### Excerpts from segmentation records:
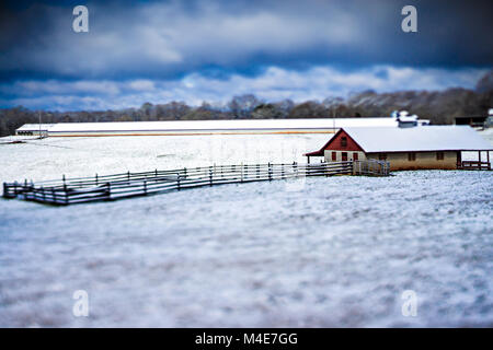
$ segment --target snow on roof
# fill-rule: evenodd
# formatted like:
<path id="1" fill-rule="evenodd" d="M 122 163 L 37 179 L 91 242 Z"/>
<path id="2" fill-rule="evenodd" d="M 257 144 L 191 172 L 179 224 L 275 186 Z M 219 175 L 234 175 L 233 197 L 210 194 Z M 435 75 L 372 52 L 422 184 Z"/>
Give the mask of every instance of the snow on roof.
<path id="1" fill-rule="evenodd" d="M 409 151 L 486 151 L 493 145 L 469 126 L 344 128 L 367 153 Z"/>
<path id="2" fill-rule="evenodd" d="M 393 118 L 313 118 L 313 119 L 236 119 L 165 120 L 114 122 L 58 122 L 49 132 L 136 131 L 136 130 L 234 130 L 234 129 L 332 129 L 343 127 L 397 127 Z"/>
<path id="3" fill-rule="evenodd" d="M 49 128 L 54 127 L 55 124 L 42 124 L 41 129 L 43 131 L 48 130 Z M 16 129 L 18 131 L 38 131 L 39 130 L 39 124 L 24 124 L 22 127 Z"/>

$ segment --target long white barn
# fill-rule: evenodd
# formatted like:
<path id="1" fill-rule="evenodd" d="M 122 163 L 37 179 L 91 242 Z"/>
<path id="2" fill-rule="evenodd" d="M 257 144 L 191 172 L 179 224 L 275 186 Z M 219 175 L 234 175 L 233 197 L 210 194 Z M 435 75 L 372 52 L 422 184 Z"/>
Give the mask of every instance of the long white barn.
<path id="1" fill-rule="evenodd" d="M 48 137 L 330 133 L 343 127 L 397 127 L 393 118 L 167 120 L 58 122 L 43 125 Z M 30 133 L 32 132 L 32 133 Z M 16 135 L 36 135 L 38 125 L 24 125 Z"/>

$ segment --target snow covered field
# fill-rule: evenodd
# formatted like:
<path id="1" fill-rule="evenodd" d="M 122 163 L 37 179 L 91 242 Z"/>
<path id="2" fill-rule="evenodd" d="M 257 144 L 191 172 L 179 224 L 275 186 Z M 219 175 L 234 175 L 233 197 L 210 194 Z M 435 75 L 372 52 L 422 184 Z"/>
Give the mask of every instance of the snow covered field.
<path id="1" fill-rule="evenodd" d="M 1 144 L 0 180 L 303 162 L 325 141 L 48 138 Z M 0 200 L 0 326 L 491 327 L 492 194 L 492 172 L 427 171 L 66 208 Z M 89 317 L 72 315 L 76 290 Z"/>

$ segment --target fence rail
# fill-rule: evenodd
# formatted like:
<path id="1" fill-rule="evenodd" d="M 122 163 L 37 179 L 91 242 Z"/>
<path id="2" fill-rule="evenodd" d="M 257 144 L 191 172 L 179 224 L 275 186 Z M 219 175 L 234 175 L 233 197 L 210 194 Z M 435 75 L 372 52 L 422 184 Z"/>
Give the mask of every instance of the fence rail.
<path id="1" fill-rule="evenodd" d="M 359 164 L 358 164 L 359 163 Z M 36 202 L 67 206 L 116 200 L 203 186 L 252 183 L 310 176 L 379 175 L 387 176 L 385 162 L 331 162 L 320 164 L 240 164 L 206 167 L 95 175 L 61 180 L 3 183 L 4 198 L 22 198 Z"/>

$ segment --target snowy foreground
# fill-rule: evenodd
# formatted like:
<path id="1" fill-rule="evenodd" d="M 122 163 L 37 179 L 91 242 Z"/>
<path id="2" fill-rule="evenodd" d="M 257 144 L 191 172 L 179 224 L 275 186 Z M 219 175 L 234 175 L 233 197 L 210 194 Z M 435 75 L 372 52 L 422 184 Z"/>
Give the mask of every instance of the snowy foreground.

### AIM OF THE TASK:
Copy the whole listing above word for word but do not carry over the pictures.

### RESULT OF THIS EXERCISE:
$ segment --target snow on roof
# fill-rule: evenodd
# formatted like:
<path id="1" fill-rule="evenodd" d="M 122 163 L 37 179 L 91 242 Z"/>
<path id="2" fill-rule="evenodd" d="M 257 144 L 191 172 L 179 224 L 275 186 Z M 219 175 L 234 175 L 233 197 L 210 194 Z M 435 75 L 372 52 L 422 184 Z"/>
Give the mask of every instance of the snow on roof.
<path id="1" fill-rule="evenodd" d="M 409 151 L 486 151 L 493 145 L 469 126 L 344 128 L 367 153 Z"/>
<path id="2" fill-rule="evenodd" d="M 393 118 L 313 118 L 313 119 L 236 119 L 165 120 L 114 122 L 58 122 L 49 132 L 136 131 L 136 130 L 234 130 L 234 129 L 332 129 L 343 127 L 397 127 Z"/>
<path id="3" fill-rule="evenodd" d="M 49 128 L 54 127 L 55 124 L 42 124 L 41 129 L 43 131 L 48 130 Z M 16 129 L 18 131 L 38 131 L 39 130 L 39 124 L 24 124 L 22 127 Z"/>

$ segment --target long white barn
# fill-rule: evenodd
# formatted like:
<path id="1" fill-rule="evenodd" d="M 122 163 L 37 179 L 91 242 Z"/>
<path id="2" fill-rule="evenodd" d="M 257 144 L 191 172 L 179 224 L 275 186 Z M 219 175 L 234 175 L 233 197 L 210 194 Z M 435 75 L 372 52 L 422 184 Z"/>
Give the mask of every instance of the long white barn.
<path id="1" fill-rule="evenodd" d="M 48 137 L 330 133 L 343 127 L 397 127 L 393 118 L 167 120 L 58 122 L 43 125 Z M 30 133 L 32 132 L 32 133 Z M 16 135 L 36 135 L 38 125 L 24 125 Z"/>

$ segment --target snow covered field
# fill-rule: evenodd
# formatted like:
<path id="1" fill-rule="evenodd" d="M 122 163 L 37 179 L 91 242 Z"/>
<path id="2" fill-rule="evenodd" d="M 257 144 L 191 172 L 179 224 L 275 186 Z M 219 175 L 234 175 L 233 197 L 210 194 Z M 435 75 L 372 52 L 422 184 Z"/>
Give the mask of every instance of the snow covered field.
<path id="1" fill-rule="evenodd" d="M 1 144 L 0 180 L 303 162 L 325 141 L 48 138 Z M 0 200 L 0 326 L 491 327 L 492 194 L 492 172 L 427 171 L 66 208 Z M 89 317 L 72 315 L 76 290 Z"/>

$ segment --target fence rail
# fill-rule: evenodd
# formatted like:
<path id="1" fill-rule="evenodd" d="M 122 163 L 37 179 L 91 242 Z"/>
<path id="2" fill-rule="evenodd" d="M 257 144 L 191 172 L 179 224 L 275 186 Z M 219 175 L 234 175 L 233 197 L 210 194 Z M 435 75 L 372 52 L 422 184 Z"/>
Give the mask of every instance of the fence rail.
<path id="1" fill-rule="evenodd" d="M 359 164 L 358 164 L 359 163 Z M 36 202 L 67 206 L 116 200 L 203 186 L 252 183 L 310 176 L 379 175 L 387 176 L 385 162 L 331 162 L 320 164 L 240 164 L 206 167 L 95 175 L 61 180 L 3 183 L 4 198 L 22 198 Z"/>

$ segment --target snowy foreground
# fill-rule: evenodd
# formatted like:
<path id="1" fill-rule="evenodd" d="M 122 163 L 37 179 L 91 242 Z"/>
<path id="2" fill-rule="evenodd" d="M 257 144 L 191 172 L 179 224 L 275 186 Z M 219 175 L 234 175 L 233 197 L 210 194 Z M 435 75 L 372 52 L 422 184 Z"/>
Give the mask of every instance of the snowy foreground.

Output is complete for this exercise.